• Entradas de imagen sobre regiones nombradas
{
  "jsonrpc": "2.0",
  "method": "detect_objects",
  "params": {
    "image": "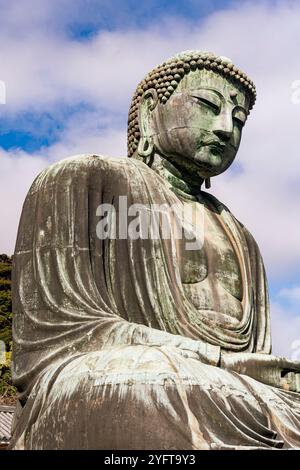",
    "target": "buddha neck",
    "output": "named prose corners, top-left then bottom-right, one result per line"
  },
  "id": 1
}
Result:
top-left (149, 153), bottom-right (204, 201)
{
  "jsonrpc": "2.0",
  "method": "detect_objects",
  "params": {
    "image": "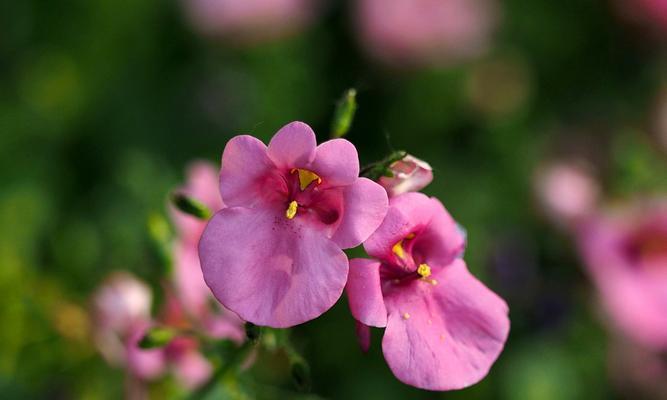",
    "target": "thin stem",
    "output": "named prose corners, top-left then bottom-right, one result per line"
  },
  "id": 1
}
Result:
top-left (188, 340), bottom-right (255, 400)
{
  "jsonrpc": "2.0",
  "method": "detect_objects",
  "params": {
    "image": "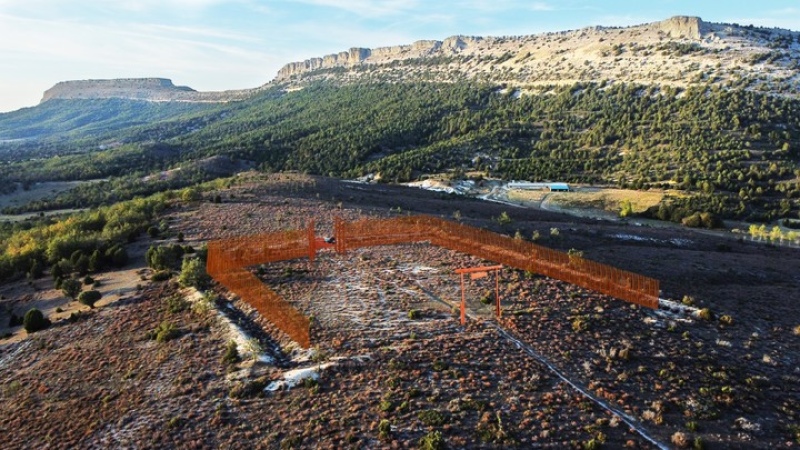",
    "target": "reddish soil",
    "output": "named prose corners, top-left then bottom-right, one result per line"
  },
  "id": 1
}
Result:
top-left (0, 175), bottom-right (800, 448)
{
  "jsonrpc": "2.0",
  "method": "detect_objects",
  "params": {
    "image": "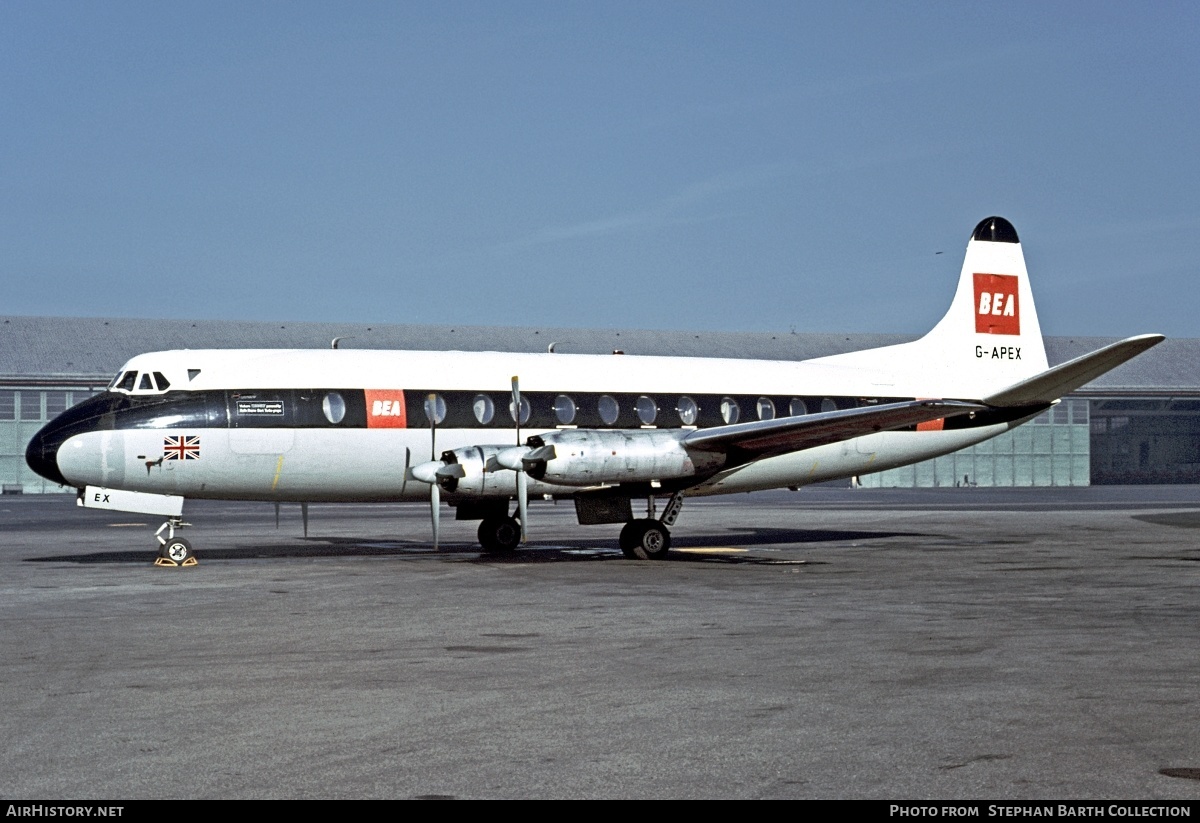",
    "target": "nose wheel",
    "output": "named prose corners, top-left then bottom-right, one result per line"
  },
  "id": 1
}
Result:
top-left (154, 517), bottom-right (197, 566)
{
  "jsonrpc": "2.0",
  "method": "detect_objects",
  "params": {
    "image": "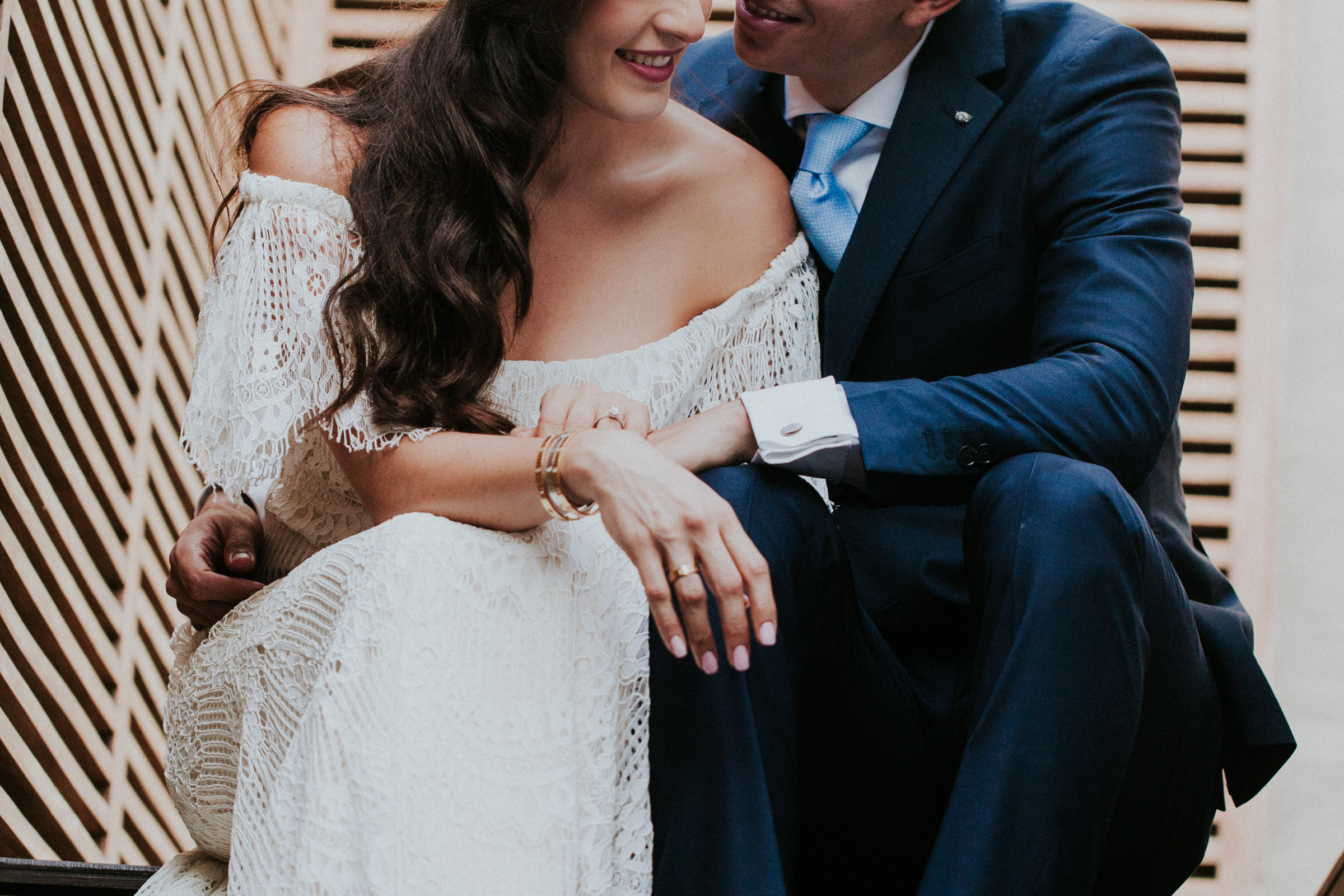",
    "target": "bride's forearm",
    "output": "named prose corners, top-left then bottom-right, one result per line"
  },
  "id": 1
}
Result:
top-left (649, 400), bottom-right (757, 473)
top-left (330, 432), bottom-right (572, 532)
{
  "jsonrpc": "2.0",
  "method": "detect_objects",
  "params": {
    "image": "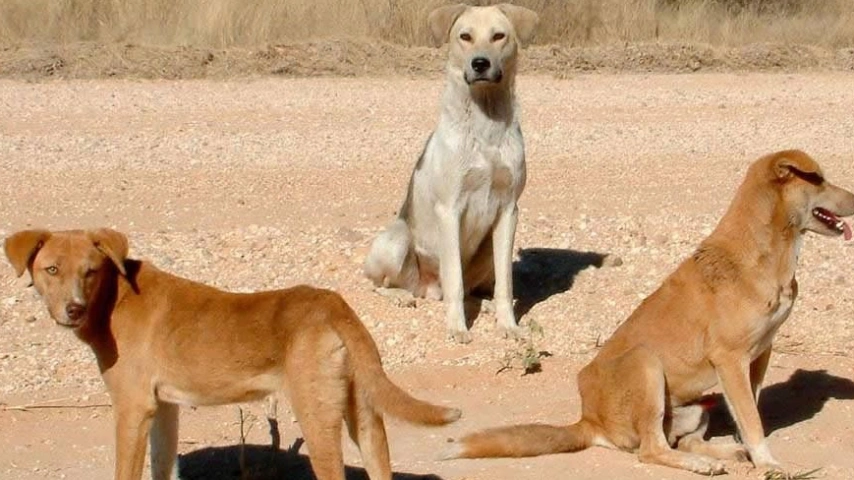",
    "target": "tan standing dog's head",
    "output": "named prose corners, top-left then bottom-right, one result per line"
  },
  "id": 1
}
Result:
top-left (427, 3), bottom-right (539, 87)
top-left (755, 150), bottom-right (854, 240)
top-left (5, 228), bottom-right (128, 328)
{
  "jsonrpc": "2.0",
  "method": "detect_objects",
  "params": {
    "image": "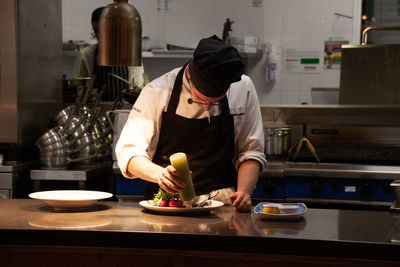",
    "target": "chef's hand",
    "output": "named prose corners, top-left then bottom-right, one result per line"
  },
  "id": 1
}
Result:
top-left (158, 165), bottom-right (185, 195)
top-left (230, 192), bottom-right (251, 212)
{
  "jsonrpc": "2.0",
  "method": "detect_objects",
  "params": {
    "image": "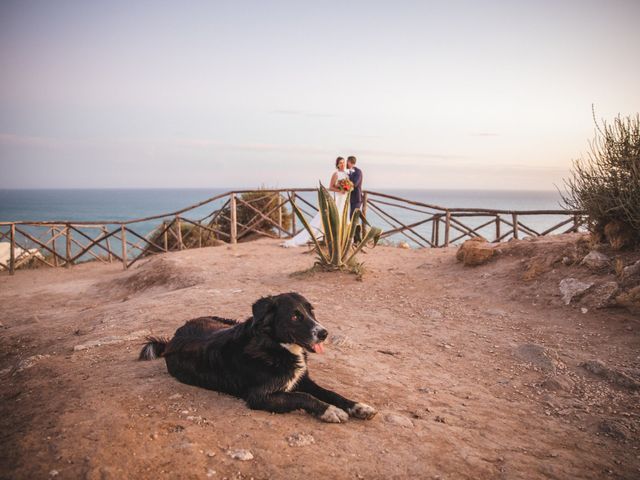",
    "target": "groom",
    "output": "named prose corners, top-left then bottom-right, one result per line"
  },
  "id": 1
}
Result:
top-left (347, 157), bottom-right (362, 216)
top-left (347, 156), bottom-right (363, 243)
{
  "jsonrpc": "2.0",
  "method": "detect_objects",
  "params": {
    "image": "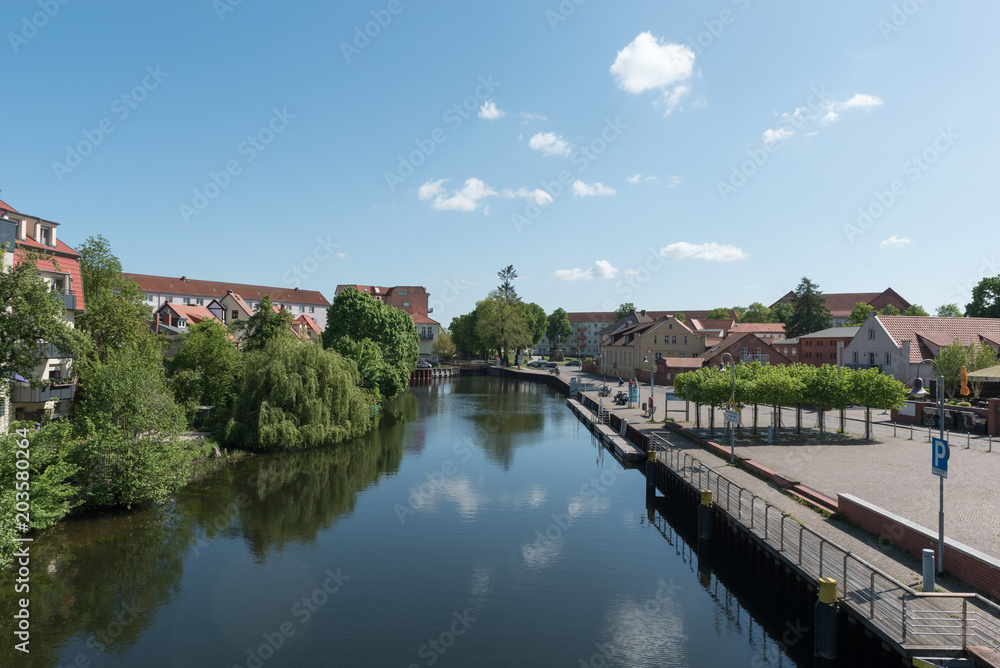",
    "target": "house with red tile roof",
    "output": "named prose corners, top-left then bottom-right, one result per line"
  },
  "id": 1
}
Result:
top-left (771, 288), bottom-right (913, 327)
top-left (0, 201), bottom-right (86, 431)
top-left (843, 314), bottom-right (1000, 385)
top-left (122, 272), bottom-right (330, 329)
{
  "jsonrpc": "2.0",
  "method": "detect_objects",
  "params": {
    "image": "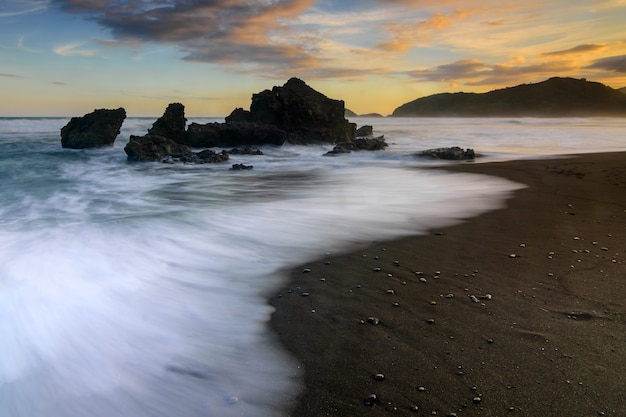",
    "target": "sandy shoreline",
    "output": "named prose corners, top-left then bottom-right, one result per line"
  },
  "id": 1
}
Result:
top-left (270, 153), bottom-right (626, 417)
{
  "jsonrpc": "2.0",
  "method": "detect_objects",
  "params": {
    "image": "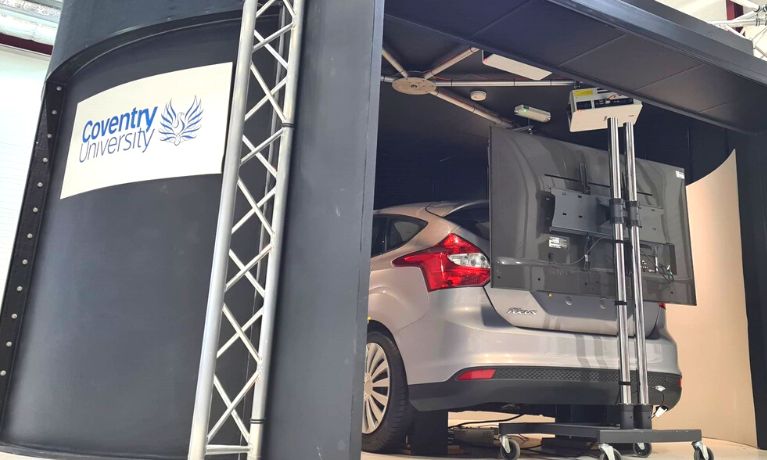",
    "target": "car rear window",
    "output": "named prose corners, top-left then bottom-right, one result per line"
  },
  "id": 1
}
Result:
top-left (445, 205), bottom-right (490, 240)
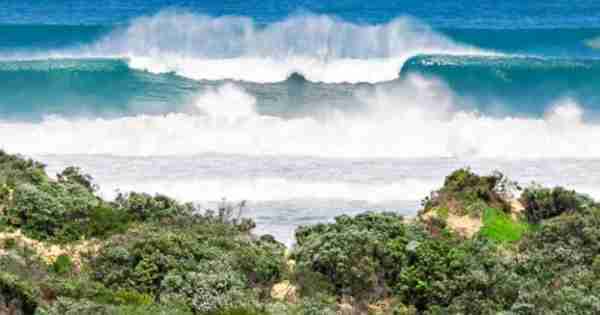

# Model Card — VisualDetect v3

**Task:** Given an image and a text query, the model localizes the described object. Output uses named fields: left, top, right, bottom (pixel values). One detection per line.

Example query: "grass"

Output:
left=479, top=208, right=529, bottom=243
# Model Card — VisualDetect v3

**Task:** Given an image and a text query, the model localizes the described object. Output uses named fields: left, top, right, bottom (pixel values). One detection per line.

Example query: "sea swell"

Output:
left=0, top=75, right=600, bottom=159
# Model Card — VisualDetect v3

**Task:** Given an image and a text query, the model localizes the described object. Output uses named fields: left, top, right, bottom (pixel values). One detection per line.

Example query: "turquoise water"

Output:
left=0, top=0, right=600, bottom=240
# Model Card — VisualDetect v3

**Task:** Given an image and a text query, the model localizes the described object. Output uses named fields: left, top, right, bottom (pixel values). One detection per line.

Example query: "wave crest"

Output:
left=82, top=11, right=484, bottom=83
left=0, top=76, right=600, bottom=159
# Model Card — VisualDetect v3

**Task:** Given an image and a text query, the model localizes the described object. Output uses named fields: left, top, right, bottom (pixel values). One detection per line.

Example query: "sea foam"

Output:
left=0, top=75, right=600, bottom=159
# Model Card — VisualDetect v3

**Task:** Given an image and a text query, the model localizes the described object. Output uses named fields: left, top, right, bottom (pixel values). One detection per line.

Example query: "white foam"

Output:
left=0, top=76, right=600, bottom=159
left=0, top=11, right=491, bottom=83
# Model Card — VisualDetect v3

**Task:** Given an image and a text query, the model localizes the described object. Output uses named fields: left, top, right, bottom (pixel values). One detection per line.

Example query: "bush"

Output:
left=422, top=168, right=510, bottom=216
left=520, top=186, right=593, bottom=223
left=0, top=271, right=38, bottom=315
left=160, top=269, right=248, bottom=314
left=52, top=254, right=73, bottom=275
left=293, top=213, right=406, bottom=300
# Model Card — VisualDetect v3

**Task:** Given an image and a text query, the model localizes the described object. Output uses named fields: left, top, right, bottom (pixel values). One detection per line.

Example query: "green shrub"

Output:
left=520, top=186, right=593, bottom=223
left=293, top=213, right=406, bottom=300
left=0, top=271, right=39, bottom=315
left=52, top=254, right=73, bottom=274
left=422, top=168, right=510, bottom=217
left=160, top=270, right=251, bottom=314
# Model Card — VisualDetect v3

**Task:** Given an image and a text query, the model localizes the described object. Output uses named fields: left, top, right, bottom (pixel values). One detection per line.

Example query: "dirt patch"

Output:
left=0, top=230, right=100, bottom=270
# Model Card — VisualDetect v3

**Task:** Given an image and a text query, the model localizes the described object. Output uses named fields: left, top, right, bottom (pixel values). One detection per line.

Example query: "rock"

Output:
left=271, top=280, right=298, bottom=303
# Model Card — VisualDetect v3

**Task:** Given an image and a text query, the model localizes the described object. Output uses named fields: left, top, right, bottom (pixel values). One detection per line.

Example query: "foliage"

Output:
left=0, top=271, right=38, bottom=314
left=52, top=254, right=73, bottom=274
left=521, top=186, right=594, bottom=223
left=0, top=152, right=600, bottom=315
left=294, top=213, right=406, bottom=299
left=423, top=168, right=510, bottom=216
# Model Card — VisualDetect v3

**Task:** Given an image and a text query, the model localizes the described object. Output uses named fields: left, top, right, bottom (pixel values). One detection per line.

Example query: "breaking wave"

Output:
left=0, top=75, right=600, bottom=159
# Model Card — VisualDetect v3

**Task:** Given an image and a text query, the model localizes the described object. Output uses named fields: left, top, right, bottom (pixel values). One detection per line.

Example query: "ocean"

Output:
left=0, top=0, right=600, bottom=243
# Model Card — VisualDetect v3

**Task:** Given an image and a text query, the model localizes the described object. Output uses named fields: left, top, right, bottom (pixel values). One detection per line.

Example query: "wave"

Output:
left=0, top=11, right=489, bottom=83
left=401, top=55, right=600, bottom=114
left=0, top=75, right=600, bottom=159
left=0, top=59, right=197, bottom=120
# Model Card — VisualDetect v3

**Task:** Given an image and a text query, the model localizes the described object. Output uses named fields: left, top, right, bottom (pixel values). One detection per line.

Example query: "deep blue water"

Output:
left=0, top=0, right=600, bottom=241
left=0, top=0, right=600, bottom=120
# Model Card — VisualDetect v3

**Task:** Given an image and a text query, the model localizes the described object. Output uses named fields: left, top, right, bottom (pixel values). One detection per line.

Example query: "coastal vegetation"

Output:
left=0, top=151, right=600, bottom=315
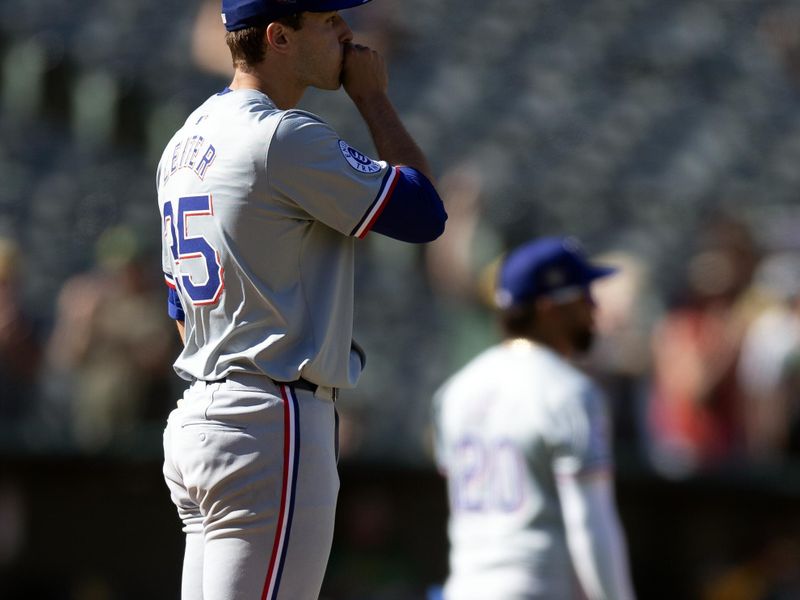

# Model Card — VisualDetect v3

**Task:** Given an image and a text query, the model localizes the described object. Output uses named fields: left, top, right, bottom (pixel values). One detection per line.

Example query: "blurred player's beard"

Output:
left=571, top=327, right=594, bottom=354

• TAREA POR REALIZAR
Por favor, indica cuántas líneas de arriba contienen la palabra "target". Da solo el número.

• LA RESPUESTA
11